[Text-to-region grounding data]
§

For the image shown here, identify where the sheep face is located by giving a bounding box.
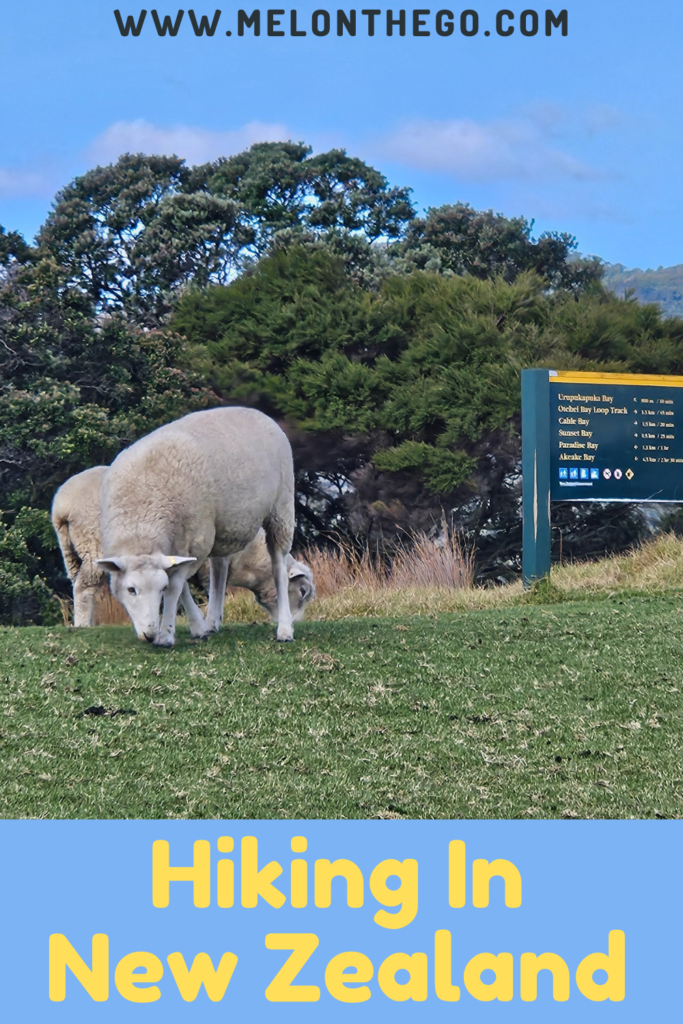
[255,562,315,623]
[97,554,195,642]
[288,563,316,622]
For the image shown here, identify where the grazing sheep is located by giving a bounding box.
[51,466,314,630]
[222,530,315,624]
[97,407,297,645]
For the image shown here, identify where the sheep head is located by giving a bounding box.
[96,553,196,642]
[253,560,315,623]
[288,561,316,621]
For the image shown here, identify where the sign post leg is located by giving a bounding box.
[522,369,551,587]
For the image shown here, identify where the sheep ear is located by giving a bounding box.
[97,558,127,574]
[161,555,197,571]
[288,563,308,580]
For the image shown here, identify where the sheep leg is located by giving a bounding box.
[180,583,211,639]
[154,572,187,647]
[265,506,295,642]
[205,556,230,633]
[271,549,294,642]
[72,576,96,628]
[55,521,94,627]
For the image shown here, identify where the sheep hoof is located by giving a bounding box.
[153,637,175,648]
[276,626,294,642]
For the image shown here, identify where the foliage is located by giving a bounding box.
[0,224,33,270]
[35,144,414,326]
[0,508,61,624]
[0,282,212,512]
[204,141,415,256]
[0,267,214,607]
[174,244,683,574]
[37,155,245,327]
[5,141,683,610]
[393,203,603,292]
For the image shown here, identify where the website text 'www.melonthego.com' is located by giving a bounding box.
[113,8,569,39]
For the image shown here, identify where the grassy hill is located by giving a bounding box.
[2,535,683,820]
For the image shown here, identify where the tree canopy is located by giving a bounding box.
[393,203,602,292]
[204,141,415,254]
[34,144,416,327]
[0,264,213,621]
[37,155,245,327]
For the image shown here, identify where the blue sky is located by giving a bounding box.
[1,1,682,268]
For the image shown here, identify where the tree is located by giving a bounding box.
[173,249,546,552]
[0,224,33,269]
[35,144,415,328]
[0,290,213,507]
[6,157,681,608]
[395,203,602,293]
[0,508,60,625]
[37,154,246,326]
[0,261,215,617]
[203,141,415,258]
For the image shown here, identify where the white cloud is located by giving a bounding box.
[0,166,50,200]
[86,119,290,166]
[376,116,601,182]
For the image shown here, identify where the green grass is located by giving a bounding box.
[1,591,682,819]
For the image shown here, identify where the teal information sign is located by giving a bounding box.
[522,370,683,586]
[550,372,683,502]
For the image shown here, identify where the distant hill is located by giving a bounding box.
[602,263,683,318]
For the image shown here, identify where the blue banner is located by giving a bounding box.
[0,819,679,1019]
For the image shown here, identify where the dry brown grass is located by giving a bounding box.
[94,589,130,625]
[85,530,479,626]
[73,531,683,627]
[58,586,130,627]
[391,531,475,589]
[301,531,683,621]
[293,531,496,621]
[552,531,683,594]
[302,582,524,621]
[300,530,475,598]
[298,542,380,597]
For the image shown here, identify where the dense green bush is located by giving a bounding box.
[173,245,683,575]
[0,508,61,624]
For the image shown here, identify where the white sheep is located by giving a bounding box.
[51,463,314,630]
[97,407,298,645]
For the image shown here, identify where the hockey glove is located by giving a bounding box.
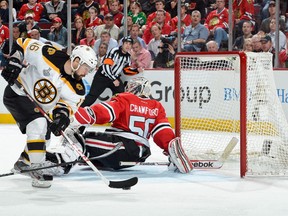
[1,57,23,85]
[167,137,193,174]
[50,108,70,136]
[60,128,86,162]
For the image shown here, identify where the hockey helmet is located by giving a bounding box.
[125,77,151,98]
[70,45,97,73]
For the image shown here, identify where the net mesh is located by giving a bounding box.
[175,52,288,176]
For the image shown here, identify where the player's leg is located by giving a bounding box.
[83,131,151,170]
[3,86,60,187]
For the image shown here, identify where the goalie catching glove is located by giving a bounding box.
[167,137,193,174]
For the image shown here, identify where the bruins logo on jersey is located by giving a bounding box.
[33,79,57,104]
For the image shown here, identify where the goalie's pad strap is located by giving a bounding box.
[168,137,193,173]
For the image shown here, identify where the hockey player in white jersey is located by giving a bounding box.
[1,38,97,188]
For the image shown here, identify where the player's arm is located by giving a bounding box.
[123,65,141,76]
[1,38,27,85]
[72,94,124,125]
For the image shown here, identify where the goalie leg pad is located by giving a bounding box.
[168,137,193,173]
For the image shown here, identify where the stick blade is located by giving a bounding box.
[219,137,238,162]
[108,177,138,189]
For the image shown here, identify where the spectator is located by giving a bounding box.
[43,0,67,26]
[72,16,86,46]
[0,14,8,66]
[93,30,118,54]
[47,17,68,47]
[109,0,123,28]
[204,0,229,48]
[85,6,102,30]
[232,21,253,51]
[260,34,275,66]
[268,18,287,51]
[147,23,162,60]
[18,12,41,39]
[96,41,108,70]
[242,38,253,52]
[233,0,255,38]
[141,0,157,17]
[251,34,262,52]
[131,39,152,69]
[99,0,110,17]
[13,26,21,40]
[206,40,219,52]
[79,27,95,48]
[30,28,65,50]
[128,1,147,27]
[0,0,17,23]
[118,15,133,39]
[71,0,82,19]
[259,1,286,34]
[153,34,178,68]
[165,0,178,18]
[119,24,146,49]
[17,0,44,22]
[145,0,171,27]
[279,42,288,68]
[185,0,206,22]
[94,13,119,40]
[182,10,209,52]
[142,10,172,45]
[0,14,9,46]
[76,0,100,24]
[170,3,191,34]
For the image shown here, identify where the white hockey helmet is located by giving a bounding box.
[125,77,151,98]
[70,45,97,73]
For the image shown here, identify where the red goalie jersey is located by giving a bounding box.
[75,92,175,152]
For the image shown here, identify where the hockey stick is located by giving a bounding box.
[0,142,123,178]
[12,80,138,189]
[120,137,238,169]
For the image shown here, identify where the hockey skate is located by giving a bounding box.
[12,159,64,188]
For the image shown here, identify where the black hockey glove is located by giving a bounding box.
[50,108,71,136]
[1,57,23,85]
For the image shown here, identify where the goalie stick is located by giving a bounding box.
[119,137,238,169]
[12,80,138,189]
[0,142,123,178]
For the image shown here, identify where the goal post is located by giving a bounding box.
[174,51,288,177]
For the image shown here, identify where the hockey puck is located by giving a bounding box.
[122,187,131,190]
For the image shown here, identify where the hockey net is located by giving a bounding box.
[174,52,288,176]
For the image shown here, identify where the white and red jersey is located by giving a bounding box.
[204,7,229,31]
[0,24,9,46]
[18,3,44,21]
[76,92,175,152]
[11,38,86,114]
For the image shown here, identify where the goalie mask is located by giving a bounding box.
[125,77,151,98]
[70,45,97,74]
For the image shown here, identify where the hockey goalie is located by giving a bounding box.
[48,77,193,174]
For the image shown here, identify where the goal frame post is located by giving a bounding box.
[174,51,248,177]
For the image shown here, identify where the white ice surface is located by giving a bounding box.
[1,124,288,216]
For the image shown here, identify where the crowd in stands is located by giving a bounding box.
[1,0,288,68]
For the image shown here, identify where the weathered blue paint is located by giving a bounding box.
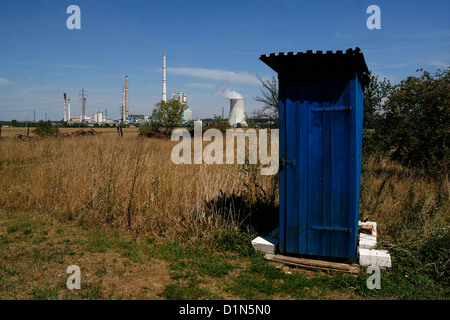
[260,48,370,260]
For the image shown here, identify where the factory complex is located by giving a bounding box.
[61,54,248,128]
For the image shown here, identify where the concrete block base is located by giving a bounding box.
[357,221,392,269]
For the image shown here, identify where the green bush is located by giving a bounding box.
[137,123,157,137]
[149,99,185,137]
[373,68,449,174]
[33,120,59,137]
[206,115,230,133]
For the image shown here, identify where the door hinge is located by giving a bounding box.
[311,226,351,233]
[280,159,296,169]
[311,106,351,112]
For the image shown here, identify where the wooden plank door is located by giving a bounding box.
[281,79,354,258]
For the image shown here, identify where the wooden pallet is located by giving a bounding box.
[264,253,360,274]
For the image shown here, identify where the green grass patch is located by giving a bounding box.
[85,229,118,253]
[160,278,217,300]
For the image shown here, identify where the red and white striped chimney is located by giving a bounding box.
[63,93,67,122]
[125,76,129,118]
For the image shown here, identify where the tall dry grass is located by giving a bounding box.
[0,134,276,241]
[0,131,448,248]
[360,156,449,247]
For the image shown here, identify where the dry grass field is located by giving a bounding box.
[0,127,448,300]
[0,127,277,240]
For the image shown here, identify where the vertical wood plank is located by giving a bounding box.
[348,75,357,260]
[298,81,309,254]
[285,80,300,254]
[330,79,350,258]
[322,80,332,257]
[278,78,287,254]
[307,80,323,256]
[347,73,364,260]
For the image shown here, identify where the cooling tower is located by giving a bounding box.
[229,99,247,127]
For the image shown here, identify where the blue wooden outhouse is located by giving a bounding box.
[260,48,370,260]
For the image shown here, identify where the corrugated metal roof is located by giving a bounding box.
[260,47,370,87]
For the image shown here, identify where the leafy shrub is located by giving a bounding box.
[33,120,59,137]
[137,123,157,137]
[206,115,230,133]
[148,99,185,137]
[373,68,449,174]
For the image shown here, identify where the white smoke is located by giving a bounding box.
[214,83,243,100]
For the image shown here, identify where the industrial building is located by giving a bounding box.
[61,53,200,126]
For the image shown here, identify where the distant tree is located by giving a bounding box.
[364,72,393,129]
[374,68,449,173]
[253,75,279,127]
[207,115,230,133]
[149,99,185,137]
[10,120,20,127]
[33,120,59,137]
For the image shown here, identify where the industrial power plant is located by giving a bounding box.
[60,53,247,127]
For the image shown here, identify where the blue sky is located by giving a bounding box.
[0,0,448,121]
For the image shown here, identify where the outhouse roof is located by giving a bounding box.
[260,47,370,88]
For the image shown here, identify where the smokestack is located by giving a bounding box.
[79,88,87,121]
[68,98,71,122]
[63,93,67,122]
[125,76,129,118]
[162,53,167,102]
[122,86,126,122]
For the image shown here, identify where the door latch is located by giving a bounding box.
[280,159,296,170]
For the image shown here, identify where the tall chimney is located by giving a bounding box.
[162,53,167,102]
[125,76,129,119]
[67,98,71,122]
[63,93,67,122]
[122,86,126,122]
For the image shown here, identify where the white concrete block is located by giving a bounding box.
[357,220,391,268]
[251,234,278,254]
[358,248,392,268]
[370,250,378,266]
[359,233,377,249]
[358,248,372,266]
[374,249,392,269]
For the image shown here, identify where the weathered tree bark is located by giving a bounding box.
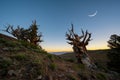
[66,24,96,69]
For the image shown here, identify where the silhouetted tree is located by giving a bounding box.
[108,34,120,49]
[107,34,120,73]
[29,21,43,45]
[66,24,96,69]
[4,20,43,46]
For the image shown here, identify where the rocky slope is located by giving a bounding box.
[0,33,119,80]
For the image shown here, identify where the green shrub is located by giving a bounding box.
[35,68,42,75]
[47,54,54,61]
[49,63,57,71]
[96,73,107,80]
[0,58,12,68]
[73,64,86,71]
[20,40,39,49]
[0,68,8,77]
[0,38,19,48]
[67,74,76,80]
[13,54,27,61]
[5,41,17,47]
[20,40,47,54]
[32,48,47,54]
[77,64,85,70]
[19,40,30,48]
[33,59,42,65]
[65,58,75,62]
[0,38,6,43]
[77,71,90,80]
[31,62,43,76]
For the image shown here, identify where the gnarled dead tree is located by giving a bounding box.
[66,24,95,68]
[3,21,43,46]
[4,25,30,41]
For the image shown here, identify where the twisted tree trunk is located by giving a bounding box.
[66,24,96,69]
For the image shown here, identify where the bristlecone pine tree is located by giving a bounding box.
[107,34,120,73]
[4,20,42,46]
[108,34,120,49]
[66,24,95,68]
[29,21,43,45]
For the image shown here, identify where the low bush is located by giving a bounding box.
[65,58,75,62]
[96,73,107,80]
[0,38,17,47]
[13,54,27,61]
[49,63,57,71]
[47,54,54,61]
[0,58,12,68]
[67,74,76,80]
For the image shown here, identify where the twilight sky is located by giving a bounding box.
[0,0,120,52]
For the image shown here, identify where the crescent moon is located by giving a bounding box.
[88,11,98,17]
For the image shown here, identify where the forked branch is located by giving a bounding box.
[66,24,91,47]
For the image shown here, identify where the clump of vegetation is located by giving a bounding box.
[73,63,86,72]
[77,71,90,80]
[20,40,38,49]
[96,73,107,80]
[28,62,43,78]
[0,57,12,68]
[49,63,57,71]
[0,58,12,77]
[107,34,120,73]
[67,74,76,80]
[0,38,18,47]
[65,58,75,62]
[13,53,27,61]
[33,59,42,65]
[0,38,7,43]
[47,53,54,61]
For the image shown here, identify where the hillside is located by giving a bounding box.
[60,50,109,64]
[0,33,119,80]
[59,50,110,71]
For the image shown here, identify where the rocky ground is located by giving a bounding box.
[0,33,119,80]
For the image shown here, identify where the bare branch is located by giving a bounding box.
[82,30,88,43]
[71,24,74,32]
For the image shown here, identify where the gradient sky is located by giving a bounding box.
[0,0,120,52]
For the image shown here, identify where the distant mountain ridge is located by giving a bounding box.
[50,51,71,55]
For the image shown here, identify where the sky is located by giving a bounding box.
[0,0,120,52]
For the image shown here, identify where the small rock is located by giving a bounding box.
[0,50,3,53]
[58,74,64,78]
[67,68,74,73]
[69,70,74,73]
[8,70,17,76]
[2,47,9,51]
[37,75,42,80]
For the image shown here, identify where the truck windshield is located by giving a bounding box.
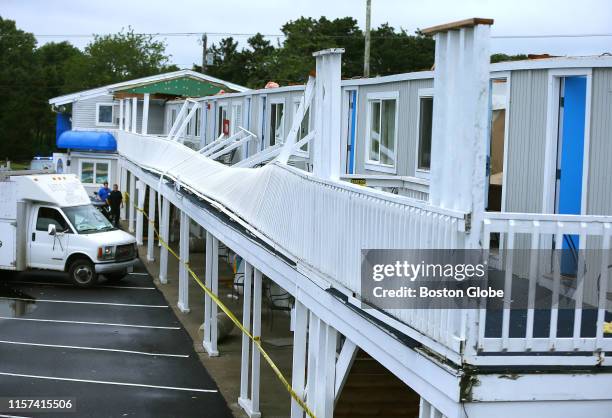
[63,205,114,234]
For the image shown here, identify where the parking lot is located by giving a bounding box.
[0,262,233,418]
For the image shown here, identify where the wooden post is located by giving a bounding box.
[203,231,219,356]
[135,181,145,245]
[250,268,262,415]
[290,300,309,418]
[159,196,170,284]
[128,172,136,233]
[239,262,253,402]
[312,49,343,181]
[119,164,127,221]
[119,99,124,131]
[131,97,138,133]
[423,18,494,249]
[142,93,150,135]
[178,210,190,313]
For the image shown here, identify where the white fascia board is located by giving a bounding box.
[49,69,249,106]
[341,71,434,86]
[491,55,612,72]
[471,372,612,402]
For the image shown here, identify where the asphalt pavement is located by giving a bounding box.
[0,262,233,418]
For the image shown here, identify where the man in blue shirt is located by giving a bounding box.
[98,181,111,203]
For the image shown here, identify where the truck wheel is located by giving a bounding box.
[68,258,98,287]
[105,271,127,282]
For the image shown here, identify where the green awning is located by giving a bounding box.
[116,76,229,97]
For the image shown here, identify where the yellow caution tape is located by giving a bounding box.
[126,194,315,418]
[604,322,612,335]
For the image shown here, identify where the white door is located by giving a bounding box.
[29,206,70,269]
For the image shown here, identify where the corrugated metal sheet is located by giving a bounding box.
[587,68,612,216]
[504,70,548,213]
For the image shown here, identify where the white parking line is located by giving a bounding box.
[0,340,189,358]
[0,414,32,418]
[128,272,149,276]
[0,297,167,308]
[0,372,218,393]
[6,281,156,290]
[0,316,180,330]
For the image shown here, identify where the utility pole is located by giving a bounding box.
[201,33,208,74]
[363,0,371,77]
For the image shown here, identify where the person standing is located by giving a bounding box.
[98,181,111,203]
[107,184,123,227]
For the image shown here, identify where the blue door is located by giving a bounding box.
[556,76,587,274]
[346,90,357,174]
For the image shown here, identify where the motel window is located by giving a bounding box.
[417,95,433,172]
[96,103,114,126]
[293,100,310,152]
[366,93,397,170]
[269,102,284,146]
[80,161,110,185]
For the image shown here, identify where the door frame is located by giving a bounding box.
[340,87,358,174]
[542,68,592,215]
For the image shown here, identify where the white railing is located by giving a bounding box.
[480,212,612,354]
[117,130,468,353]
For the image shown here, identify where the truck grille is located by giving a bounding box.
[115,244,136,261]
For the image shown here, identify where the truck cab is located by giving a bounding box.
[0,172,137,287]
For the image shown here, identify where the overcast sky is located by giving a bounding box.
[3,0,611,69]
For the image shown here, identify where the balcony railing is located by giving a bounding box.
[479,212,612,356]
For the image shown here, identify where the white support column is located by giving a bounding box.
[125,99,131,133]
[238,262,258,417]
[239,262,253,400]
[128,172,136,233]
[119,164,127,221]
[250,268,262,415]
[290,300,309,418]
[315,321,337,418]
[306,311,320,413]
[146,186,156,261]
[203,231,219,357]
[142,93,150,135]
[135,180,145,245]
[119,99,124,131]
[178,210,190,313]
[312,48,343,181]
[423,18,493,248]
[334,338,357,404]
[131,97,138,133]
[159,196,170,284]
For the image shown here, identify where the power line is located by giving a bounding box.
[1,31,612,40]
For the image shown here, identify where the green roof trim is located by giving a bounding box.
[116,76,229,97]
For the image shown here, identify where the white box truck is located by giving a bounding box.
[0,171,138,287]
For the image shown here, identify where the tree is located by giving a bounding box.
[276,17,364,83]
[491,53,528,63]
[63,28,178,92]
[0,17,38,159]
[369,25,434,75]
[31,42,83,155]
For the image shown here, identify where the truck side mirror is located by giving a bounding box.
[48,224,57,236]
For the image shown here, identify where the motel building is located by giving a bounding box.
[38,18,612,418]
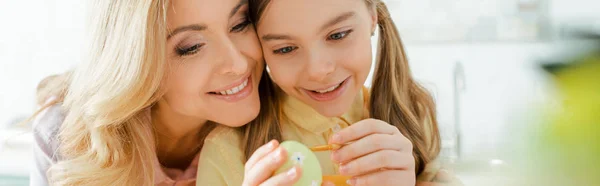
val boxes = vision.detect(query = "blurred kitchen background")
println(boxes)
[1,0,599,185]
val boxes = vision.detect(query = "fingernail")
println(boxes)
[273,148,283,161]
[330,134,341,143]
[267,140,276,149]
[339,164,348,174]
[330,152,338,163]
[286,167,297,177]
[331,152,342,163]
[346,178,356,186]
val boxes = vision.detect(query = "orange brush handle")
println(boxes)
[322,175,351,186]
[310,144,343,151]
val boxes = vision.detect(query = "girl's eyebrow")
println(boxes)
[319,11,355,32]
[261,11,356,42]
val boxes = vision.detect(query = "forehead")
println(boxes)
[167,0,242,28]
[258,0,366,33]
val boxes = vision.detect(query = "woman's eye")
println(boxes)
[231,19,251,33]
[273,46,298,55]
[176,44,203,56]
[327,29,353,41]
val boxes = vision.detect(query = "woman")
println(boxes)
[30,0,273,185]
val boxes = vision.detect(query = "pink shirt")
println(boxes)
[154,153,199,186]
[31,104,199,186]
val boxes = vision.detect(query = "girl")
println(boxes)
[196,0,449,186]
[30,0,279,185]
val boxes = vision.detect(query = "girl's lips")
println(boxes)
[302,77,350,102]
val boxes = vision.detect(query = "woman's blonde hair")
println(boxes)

§

What is needed:
From the data above, count the lines where "query" occurs and give that figure and nothing else.

Solution for this problem:
11